Location identification records:
* start *

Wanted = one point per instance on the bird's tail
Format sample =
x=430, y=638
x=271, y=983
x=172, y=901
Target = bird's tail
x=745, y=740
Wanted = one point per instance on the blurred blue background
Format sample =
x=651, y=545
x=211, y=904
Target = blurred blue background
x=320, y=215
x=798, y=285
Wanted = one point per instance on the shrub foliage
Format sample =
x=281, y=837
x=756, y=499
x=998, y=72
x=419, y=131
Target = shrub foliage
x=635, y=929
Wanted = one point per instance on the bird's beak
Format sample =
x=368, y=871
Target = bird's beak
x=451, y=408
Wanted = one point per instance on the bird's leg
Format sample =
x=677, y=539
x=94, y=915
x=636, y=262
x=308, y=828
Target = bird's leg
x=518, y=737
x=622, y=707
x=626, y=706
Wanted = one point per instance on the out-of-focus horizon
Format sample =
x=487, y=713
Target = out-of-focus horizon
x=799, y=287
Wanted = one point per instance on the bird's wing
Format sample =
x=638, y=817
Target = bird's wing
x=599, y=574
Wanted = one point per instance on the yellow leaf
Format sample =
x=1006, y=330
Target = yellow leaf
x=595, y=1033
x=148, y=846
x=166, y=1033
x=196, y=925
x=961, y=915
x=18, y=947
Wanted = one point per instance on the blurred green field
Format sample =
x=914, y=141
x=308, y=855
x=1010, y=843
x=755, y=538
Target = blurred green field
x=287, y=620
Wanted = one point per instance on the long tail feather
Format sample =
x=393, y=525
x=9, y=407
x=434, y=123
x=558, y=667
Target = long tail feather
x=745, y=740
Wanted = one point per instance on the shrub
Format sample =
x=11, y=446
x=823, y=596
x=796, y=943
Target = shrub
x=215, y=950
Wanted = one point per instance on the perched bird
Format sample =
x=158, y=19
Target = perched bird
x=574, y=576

* end *

*Written task*: Rename "Format sample" to "Sample layout" wherever it occurs in the records above, and leave every other part of the records unchanged.

*The completed task*:
Wanted = one point per instance on the bird's tail
Sample layout =
x=430, y=638
x=271, y=983
x=172, y=901
Target = bird's tail
x=745, y=740
Wanted = one point per instance on the blurred blue background
Sample layout =
x=651, y=545
x=211, y=904
Target = blurred blue background
x=320, y=215
x=798, y=285
Wanted = one point per instance on the shrub foliage
Sample layout =
x=281, y=837
x=756, y=499
x=998, y=72
x=419, y=131
Target = shrub foliage
x=635, y=929
Wanted = one point per instance on the bird's beak
Sample layout =
x=368, y=871
Target = bird's beak
x=451, y=408
Wanted = one point per instance on the bird's leg
Sample layout =
x=677, y=539
x=94, y=915
x=636, y=262
x=308, y=828
Target = bird's leg
x=518, y=737
x=622, y=707
x=626, y=706
Wanted = one point per instance on the out-of-focus horizon
Sample layout =
x=487, y=713
Target = out-of-focus horizon
x=799, y=287
Wanted = one point per instance on the bird's wing
Sample layout =
x=638, y=817
Target = bird's wing
x=599, y=574
Wanted = one point per instance on the yellow leaf
Sample layout =
x=1006, y=330
Target = yellow leaf
x=595, y=1033
x=148, y=846
x=166, y=1033
x=196, y=925
x=961, y=915
x=18, y=947
Wanted = one point per instance on the blurred green field
Sample layout =
x=914, y=141
x=308, y=855
x=1010, y=843
x=755, y=538
Target = blurred green field
x=287, y=620
Wanted = one point per instance on the long tail feather
Sample layout =
x=393, y=525
x=9, y=407
x=434, y=123
x=558, y=667
Target = long tail feather
x=745, y=740
Wanted = one point per instance on the shrub
Sample layout =
x=11, y=446
x=823, y=596
x=796, y=943
Target = shrub
x=215, y=950
Wanted = one point per instance on the perched bird
Sample layout =
x=158, y=19
Target = perched bird
x=574, y=576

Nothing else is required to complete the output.